# Problem to work on:
Put the data from the line containing "For each instance of the adobe" through the end of the data into a Markdown table with the columns Row and Text. Number each line in Row, give the line itself in Text, and leave out any blank lines.

# Materials provided:

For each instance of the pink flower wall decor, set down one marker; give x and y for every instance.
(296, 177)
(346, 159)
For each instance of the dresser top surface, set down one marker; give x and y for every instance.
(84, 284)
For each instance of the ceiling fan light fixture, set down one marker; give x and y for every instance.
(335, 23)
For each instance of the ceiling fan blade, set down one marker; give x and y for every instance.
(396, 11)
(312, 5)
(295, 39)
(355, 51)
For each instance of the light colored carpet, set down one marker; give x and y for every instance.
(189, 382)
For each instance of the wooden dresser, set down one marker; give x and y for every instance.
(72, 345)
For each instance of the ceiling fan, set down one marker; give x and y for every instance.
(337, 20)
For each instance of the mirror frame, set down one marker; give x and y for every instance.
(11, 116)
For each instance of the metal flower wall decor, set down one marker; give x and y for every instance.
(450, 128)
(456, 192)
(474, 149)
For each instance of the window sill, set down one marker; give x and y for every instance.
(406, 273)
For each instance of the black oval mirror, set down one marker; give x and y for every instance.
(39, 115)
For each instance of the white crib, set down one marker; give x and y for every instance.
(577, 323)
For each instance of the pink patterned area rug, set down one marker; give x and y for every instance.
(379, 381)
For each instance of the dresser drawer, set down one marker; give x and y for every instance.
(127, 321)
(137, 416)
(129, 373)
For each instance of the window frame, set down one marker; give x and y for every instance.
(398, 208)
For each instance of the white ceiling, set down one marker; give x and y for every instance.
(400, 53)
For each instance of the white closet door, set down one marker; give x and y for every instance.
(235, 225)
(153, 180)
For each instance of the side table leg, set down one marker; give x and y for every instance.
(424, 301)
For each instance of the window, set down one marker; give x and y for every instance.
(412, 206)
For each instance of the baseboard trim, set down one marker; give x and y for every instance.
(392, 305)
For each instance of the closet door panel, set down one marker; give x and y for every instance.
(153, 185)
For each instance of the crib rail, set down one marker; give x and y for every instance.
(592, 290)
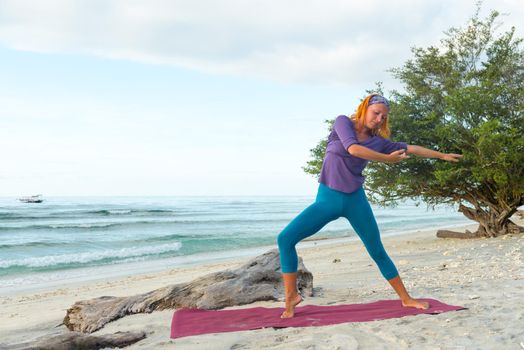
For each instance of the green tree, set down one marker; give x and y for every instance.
(464, 96)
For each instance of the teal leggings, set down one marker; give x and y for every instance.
(330, 205)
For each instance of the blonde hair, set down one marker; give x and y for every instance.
(360, 118)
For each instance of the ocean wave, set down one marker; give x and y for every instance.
(90, 257)
(106, 225)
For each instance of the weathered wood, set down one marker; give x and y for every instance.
(258, 279)
(80, 341)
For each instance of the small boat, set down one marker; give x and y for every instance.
(32, 199)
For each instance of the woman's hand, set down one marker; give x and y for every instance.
(451, 157)
(397, 156)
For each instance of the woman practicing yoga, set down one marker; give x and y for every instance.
(352, 143)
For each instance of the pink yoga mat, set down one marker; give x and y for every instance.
(188, 322)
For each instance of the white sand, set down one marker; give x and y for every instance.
(484, 275)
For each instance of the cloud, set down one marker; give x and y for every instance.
(310, 41)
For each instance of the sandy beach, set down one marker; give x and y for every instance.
(484, 275)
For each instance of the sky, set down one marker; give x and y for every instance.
(205, 98)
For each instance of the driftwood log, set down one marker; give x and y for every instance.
(80, 341)
(258, 279)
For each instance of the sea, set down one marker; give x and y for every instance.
(69, 239)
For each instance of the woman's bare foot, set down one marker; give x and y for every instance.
(423, 305)
(290, 306)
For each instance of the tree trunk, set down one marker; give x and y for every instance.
(258, 279)
(79, 341)
(492, 223)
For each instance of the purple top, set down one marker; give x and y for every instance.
(340, 170)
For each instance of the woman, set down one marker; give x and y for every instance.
(351, 144)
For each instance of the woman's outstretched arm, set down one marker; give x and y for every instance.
(427, 153)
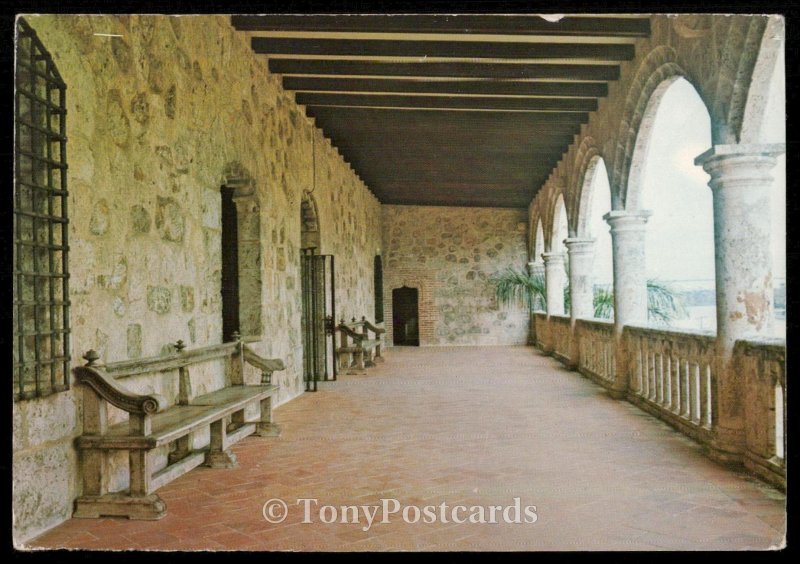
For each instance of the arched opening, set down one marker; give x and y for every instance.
(240, 252)
(309, 225)
(598, 202)
(560, 233)
(377, 278)
(537, 267)
(405, 316)
(679, 246)
(229, 242)
(538, 243)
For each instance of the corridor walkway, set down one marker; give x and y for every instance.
(465, 426)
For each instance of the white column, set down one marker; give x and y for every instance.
(581, 288)
(628, 230)
(554, 277)
(535, 267)
(740, 184)
(581, 260)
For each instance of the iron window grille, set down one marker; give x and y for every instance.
(41, 277)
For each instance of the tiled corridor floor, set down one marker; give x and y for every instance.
(464, 426)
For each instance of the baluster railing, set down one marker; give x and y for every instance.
(673, 374)
(762, 365)
(597, 359)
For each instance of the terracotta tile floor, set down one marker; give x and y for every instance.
(469, 426)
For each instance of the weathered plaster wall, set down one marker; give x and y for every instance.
(448, 254)
(157, 120)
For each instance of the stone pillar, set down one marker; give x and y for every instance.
(740, 184)
(630, 283)
(581, 259)
(535, 267)
(554, 276)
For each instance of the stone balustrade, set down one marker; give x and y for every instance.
(540, 330)
(560, 336)
(673, 375)
(762, 365)
(596, 350)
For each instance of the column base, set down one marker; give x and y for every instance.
(146, 508)
(725, 452)
(617, 394)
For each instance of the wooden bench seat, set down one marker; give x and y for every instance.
(153, 423)
(356, 350)
(172, 424)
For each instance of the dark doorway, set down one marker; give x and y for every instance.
(378, 280)
(405, 316)
(230, 266)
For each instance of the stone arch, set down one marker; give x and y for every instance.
(537, 247)
(309, 223)
(238, 180)
(586, 162)
(658, 67)
(548, 197)
(764, 72)
(559, 207)
(535, 231)
(742, 36)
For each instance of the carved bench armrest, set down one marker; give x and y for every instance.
(350, 332)
(117, 395)
(266, 365)
(374, 328)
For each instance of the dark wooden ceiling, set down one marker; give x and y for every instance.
(467, 110)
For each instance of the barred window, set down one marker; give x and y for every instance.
(41, 290)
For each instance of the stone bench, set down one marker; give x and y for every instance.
(153, 422)
(356, 350)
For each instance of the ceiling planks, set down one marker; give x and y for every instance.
(468, 110)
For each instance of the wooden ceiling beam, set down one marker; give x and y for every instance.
(444, 49)
(382, 117)
(450, 102)
(484, 87)
(527, 71)
(462, 24)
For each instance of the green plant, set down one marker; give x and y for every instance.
(517, 286)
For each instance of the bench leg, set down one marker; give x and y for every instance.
(183, 447)
(357, 367)
(266, 427)
(96, 502)
(217, 456)
(368, 361)
(344, 361)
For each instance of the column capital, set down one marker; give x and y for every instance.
(740, 166)
(718, 152)
(627, 220)
(579, 245)
(552, 258)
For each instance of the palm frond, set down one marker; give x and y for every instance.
(603, 302)
(517, 286)
(663, 303)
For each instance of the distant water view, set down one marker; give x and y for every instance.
(698, 297)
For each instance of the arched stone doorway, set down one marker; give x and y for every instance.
(405, 316)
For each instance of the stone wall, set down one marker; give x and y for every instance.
(449, 254)
(158, 119)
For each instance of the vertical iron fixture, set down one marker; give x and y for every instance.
(41, 350)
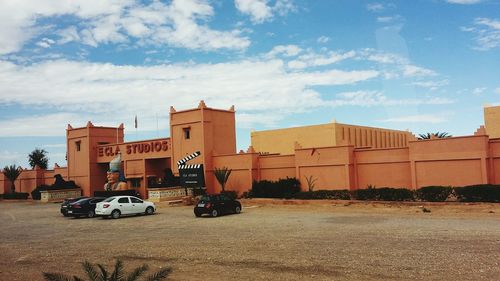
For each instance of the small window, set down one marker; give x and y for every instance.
(135, 200)
(123, 200)
(135, 183)
(187, 133)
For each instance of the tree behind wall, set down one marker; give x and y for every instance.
(12, 172)
(222, 175)
(38, 157)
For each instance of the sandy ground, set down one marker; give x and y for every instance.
(269, 240)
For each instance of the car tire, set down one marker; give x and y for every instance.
(214, 213)
(115, 214)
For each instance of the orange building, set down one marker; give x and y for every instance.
(338, 156)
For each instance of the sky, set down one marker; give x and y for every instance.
(422, 65)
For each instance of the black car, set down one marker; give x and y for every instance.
(216, 204)
(66, 202)
(84, 207)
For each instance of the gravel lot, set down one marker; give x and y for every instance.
(269, 240)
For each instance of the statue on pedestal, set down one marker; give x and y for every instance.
(116, 180)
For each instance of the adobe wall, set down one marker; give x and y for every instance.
(383, 168)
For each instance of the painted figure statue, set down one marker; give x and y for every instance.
(116, 180)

# Written response:
| Row | Text |
|---|---|
| 1 | For each instance of the adobe wall, set down one marker; give x and y for every instance. |
| 2 | (383, 168) |
| 3 | For each instance of the painted figure statue, set down one marker; give x and y for every instance. |
| 4 | (116, 180) |